→ **Your instructions**:
Set down the data below without change, skipping the pictures it holds.

→ **Records shown**:
************

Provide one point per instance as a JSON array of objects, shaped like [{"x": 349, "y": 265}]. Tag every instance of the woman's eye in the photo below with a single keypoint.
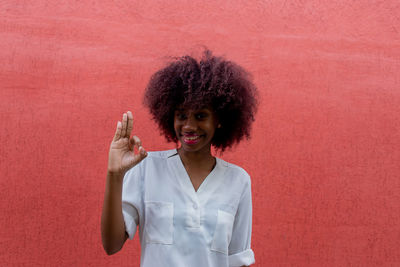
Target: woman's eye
[
  {"x": 201, "y": 116},
  {"x": 181, "y": 116}
]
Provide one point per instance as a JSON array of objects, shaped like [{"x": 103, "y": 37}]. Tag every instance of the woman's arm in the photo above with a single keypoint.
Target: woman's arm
[
  {"x": 120, "y": 159},
  {"x": 113, "y": 233}
]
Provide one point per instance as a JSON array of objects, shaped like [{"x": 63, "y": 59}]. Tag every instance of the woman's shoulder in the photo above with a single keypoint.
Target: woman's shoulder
[{"x": 234, "y": 170}]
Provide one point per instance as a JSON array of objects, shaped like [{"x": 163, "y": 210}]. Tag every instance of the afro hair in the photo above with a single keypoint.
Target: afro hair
[{"x": 212, "y": 81}]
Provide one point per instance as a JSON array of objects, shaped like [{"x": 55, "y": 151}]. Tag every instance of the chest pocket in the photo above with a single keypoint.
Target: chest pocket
[
  {"x": 223, "y": 232},
  {"x": 158, "y": 226}
]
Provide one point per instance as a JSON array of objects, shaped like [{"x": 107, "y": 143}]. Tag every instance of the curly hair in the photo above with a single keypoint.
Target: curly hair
[{"x": 213, "y": 81}]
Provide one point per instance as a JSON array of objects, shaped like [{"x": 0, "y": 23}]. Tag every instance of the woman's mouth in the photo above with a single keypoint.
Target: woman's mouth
[{"x": 191, "y": 139}]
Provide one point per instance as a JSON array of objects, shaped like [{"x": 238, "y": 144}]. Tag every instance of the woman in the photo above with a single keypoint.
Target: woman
[{"x": 192, "y": 208}]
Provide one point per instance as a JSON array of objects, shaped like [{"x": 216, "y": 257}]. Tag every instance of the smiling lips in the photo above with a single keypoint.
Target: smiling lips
[{"x": 191, "y": 139}]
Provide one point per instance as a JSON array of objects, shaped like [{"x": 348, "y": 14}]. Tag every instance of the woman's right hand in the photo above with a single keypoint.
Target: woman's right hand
[{"x": 121, "y": 156}]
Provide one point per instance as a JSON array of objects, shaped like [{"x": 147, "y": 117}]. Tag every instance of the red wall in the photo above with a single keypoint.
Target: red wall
[{"x": 324, "y": 157}]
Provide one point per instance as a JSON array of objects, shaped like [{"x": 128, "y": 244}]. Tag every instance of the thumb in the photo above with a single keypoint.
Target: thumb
[{"x": 137, "y": 158}]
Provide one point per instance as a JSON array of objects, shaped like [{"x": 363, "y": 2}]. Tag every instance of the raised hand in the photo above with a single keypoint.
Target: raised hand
[{"x": 121, "y": 156}]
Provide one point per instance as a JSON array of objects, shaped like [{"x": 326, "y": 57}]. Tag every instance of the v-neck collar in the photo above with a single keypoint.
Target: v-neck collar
[{"x": 206, "y": 187}]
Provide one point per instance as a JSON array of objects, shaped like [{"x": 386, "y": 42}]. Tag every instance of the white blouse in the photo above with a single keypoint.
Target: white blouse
[{"x": 180, "y": 227}]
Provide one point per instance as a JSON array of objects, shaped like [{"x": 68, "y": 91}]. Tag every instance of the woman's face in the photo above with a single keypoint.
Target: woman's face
[{"x": 195, "y": 128}]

************

→ **Reply to the task**:
Provide one point per instance as a JSON array of objects, shaped like [{"x": 349, "y": 265}]. Tag every instance of the woman's eye in the photo below with a single keypoint.
Target: woman's eye
[
  {"x": 201, "y": 116},
  {"x": 181, "y": 116}
]
Provide one point per instance as a JSON array of objects, shaped like [{"x": 103, "y": 37}]. Tag every instance of the woman's arm in the photo above with a single keypoint.
Target: woman's arm
[
  {"x": 120, "y": 159},
  {"x": 113, "y": 233}
]
Provide one point per instance as a JSON array of objects, shaped like [{"x": 63, "y": 59}]. Tag every instance of the woman's shoulder in the photo above with a single keypoint.
Target: woman's shoulder
[{"x": 234, "y": 170}]
Provide one point per instance as a JSON array of objects, shaped like [{"x": 163, "y": 210}]. Tag every instance of the afro hair in the photo above with a single keypoint.
Target: afro hair
[{"x": 212, "y": 81}]
Provide one point per instance as a JSON array of objects, shaped like [{"x": 55, "y": 151}]. Tag every instance of the chest pocket in the photo above with a single keypoint.
Target: chest pocket
[
  {"x": 223, "y": 232},
  {"x": 158, "y": 226}
]
Provide one point per instance as a JSON array of objects, shaped like [{"x": 107, "y": 143}]. Tag every instance of the curly hair in the photo above with a single keypoint.
Target: curly hair
[{"x": 213, "y": 81}]
Provide one point per instance as a JSON array of objects, shaped like [{"x": 0, "y": 23}]. Tag every instance of the woman's mouth in the photo above with a single keypoint.
Target: woman's mouth
[{"x": 191, "y": 139}]
Provide one point per instance as a JSON array of objects, shaped like [{"x": 238, "y": 144}]. Tag every instance of the woman in the photo above with a single keypoint.
Target: woman
[{"x": 192, "y": 208}]
Provide one point per instance as a JSON array of objects, shaped like [{"x": 216, "y": 257}]. Tag every instance of the smiling lips in the photo above with a single keypoint.
Target: smiling lips
[{"x": 191, "y": 139}]
Provide one point per instance as a JSON array of objects, shaped like [{"x": 348, "y": 14}]. Tag every instance of the woman's right hand in the photo above with a single keypoint.
Target: woman's right hand
[{"x": 121, "y": 156}]
Provide one point per instance as a JSON array of objects, shaped like [{"x": 147, "y": 117}]. Tag every instance of the red wall in the photo above with a single keypoint.
Target: red wall
[{"x": 324, "y": 157}]
Provide one point per instance as a JSON array of objects, shaped like [{"x": 128, "y": 244}]. Tag every instance of the thumb in the photo above with a single keypoint.
Target: thumb
[{"x": 137, "y": 158}]
Provide one point per instance as a JSON array of objects, shaped like [{"x": 363, "y": 2}]. Tag every instance of the raised hand in the photo above with a single keypoint.
Target: raised hand
[{"x": 121, "y": 156}]
Provide one point per instance as a JSON array of objects, shaped like [{"x": 326, "y": 57}]. Tag every instance of the v-neck collar in the photo above with a single keypoint.
Target: v-neck collar
[{"x": 206, "y": 187}]
Provide one point per instance as a JSON array of objects, shaped like [{"x": 386, "y": 42}]. Tag every instance of the white blouse in the photo above with a single keypoint.
Target: white blouse
[{"x": 180, "y": 227}]
Provide one point per instance as a JSON array of objects, shaped like [{"x": 68, "y": 91}]. Tag every instance of the woman's face in the photo above with a single keypoint.
Target: woman's face
[{"x": 195, "y": 128}]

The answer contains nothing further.